Copy out the material below line for line, without changing a word. Leave the pictures out.
-*-*-
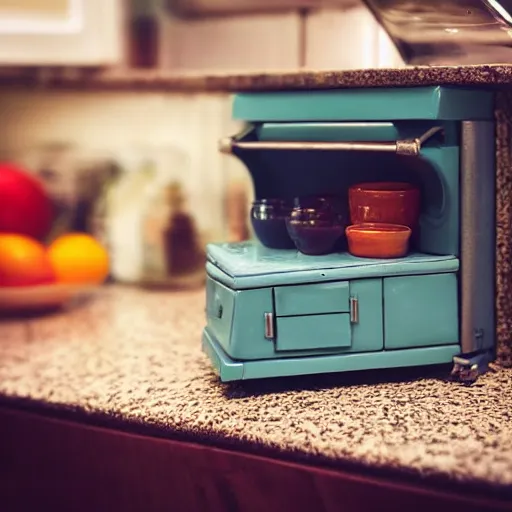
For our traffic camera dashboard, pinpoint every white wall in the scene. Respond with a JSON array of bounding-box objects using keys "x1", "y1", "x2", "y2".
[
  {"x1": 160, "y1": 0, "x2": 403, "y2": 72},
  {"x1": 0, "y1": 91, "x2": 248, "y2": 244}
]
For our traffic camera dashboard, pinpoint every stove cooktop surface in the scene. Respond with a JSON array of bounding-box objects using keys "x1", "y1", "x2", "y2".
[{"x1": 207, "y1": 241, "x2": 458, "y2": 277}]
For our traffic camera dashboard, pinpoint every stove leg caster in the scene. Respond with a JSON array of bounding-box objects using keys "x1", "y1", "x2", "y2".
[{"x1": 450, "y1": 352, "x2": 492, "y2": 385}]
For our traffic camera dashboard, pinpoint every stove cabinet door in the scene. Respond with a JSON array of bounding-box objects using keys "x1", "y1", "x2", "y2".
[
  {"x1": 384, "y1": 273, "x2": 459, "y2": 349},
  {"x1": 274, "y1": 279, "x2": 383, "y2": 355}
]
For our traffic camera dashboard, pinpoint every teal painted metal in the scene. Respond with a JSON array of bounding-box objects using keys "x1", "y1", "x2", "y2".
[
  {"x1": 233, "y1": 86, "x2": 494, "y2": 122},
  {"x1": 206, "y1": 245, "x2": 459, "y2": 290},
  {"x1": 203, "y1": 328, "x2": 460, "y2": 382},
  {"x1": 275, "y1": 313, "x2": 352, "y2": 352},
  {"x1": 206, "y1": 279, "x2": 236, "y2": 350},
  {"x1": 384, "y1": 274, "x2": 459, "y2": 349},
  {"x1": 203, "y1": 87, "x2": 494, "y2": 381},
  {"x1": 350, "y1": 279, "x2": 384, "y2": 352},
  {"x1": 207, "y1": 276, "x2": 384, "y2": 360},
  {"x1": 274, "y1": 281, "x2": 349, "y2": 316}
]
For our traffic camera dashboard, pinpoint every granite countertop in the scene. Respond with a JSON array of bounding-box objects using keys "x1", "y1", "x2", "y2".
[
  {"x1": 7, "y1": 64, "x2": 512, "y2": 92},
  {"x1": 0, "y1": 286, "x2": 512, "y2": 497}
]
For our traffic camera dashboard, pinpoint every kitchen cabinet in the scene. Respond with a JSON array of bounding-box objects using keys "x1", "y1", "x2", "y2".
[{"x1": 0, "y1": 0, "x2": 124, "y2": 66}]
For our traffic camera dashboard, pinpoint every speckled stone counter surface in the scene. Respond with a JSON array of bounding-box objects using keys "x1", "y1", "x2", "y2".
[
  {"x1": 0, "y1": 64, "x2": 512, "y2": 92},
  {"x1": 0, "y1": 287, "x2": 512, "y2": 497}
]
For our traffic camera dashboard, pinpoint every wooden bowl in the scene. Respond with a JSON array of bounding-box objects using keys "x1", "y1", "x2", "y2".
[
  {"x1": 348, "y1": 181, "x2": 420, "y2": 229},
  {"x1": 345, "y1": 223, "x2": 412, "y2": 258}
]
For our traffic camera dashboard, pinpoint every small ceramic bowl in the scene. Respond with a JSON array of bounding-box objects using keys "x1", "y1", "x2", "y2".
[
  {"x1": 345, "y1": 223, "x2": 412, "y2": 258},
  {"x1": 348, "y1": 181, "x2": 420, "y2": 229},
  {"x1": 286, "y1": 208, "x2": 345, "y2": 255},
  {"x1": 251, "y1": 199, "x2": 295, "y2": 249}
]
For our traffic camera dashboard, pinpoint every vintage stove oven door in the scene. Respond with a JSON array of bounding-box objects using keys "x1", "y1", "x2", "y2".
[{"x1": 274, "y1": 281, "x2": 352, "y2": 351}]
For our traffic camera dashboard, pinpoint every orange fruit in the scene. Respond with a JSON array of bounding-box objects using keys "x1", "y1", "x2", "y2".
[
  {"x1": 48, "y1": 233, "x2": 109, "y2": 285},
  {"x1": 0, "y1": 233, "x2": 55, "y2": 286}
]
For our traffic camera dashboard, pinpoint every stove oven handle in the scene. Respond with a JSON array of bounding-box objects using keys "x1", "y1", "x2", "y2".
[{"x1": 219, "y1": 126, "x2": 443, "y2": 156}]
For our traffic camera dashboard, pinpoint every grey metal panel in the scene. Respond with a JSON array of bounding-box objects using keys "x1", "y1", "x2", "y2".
-*-*-
_Solved problem_:
For our traffic camera dashboard, pinpoint every white wall in the scene. Respond with a JSON array of bounding-box objects using keys "x1", "y1", "x2", "y2".
[
  {"x1": 160, "y1": 0, "x2": 403, "y2": 72},
  {"x1": 0, "y1": 91, "x2": 248, "y2": 244}
]
For our traffic camera dashboard, pinpoint every stove cooktop surface in the scene. Respond with a JSON array of bounding-box objects using keys "x1", "y1", "x2", "y2".
[{"x1": 207, "y1": 241, "x2": 458, "y2": 277}]
For our traffic camera dashboard, pinpoint every stove leg caster in the scene. Respond with a JSON array of bounding-box objects using keys "x1", "y1", "x2", "y2".
[{"x1": 450, "y1": 352, "x2": 492, "y2": 385}]
For our traffic camera dashboard, pinpoint every stove cabinet door in the scene. Respond with a JSON array of bounding-box objects using keys "x1", "y1", "x2", "y2".
[
  {"x1": 384, "y1": 273, "x2": 459, "y2": 349},
  {"x1": 274, "y1": 279, "x2": 383, "y2": 355}
]
For our traffic camera dashboard, pinpoint every teal painted metal in the scene. Respond with a JSON array of bounding-box objects using keys "x1", "y1", "x2", "y2".
[
  {"x1": 233, "y1": 86, "x2": 494, "y2": 122},
  {"x1": 206, "y1": 245, "x2": 459, "y2": 290},
  {"x1": 203, "y1": 328, "x2": 460, "y2": 382},
  {"x1": 275, "y1": 313, "x2": 352, "y2": 352},
  {"x1": 206, "y1": 279, "x2": 236, "y2": 350},
  {"x1": 384, "y1": 274, "x2": 459, "y2": 349},
  {"x1": 203, "y1": 87, "x2": 494, "y2": 381},
  {"x1": 350, "y1": 279, "x2": 384, "y2": 352},
  {"x1": 207, "y1": 276, "x2": 384, "y2": 360},
  {"x1": 274, "y1": 281, "x2": 349, "y2": 316}
]
For our traffic camera dashboard, pinpoint every granite countertop in the scene. Respond with a JSON array of bounding-box objects using keys "x1", "y1", "x2", "y2".
[
  {"x1": 7, "y1": 64, "x2": 512, "y2": 92},
  {"x1": 0, "y1": 286, "x2": 512, "y2": 497}
]
For our traffic camera dashboard, pinpoint every kitchen cabinet in the scene. Respond with a JSON array of bounding-box objects using keys "x1", "y1", "x2", "y2".
[{"x1": 0, "y1": 0, "x2": 124, "y2": 66}]
For our traffic camera dashboard, pinpoint every speckled stone counter surface in the scene. Respond with a JSON array of bounding-box objects using keys "x1", "y1", "x2", "y2".
[
  {"x1": 0, "y1": 64, "x2": 512, "y2": 92},
  {"x1": 0, "y1": 287, "x2": 512, "y2": 497}
]
For our traffic camera dashboard, pinpoint every wooden bowl in the scene. Respond with a JSON array of bounding-box objects using keys "x1", "y1", "x2", "y2".
[
  {"x1": 348, "y1": 181, "x2": 420, "y2": 229},
  {"x1": 345, "y1": 223, "x2": 412, "y2": 258}
]
For our traffic camera dashboard, pinpoint every small ceramic bowl in the scene. Respond with a JSON array of bounding-box objects using keys "x1", "y1", "x2", "y2".
[
  {"x1": 345, "y1": 223, "x2": 412, "y2": 258},
  {"x1": 348, "y1": 181, "x2": 420, "y2": 229},
  {"x1": 286, "y1": 208, "x2": 345, "y2": 255},
  {"x1": 251, "y1": 199, "x2": 295, "y2": 249}
]
For our traffic camera dashboard, pinpoint every vintage stove oven door in the scene. Respond with a JSON array of bounding-box objects using keys "x1", "y1", "x2", "y2".
[{"x1": 274, "y1": 281, "x2": 352, "y2": 351}]
For our traffic camera dashboard, pinpoint every orange fruit in the scene. Respond with a JSON array of bounding-box objects using keys "x1", "y1", "x2", "y2".
[
  {"x1": 48, "y1": 233, "x2": 109, "y2": 285},
  {"x1": 0, "y1": 233, "x2": 55, "y2": 286}
]
For our traffic camera dashboard, pinpoint every stove oven handle in the scene. Respond with a JSON array of bounding-box objects using keys "x1", "y1", "x2", "y2".
[{"x1": 219, "y1": 126, "x2": 443, "y2": 156}]
For our traffic camera dashboard, pinpoint every grey metal panel in the scene. Respond with a JSON array of bounding-box objects using keys "x1", "y1", "x2", "y2".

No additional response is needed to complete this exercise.